**What to produce:** Please output each line of the data exactly as it appears.

** Dataset content follows **

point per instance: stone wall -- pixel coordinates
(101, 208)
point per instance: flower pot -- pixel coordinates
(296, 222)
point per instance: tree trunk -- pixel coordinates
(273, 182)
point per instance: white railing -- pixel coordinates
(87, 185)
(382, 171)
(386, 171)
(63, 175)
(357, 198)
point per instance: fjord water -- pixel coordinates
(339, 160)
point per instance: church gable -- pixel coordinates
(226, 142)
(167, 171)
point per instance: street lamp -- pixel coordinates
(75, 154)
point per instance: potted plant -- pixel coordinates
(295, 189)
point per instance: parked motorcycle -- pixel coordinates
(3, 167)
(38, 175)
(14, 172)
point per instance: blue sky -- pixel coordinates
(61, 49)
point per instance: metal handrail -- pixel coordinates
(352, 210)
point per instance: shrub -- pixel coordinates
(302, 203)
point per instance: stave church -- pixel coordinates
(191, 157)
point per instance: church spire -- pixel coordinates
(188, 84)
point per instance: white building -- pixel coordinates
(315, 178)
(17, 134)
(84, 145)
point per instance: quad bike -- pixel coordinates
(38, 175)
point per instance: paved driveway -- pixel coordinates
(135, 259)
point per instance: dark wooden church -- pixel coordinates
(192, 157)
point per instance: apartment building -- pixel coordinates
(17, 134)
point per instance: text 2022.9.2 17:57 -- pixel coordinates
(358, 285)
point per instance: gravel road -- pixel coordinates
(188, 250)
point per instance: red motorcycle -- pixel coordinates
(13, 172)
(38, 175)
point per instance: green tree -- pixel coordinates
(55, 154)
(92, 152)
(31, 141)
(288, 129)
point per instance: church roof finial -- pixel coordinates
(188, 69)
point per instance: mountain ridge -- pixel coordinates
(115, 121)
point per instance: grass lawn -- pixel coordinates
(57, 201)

** End of Dataset content **

**The answer:**
point per instance: stone wall -- pixel coordinates
(101, 208)
point per instance: flower pot -- pixel coordinates
(296, 222)
point per instance: tree trunk -- pixel coordinates
(273, 182)
point per instance: white railing -- pixel coordinates
(87, 185)
(382, 171)
(386, 171)
(63, 175)
(357, 198)
point per instance: fjord water -- pixel coordinates
(339, 160)
point per instance: church gable -- pixel coordinates
(226, 142)
(167, 171)
point per instance: street lamp -- pixel coordinates
(75, 154)
point per instance: potted plant -- pixel coordinates
(295, 189)
point per instance: parked motorcycle -- pixel coordinates
(3, 167)
(38, 175)
(14, 172)
point per instance: blue sky -- pixel coordinates
(61, 49)
point per instance: metal handrail -- pixel coordinates
(352, 210)
point per instance: shrub -- pixel coordinates
(302, 203)
point per instance: stave church -- pixel coordinates
(191, 157)
point per instance: church spire -- pixel coordinates
(188, 84)
point per instance: white building -- pixel coordinates
(315, 178)
(17, 134)
(84, 145)
point per instance: quad bike -- pixel coordinates
(38, 175)
point per instance: paved driveway -- pixel coordinates
(135, 259)
point per instance: dark wooden church -- pixel coordinates
(192, 157)
point per instance: apartment building -- pixel coordinates
(17, 134)
point per instance: text 2022.9.2 17:57 -- pixel coordinates
(358, 285)
point per instance: gravel road -- pixel coordinates
(188, 250)
point per instance: red motorcycle -- pixel coordinates
(13, 172)
(38, 175)
point per instance: green tree -- pixel coordinates
(55, 154)
(92, 152)
(31, 141)
(288, 129)
point per instance: church roof finial -- pixel coordinates
(188, 69)
point per instance: mountain ridge -- pixel coordinates
(115, 121)
point per instance: grass lawn -- pixel coordinates
(57, 201)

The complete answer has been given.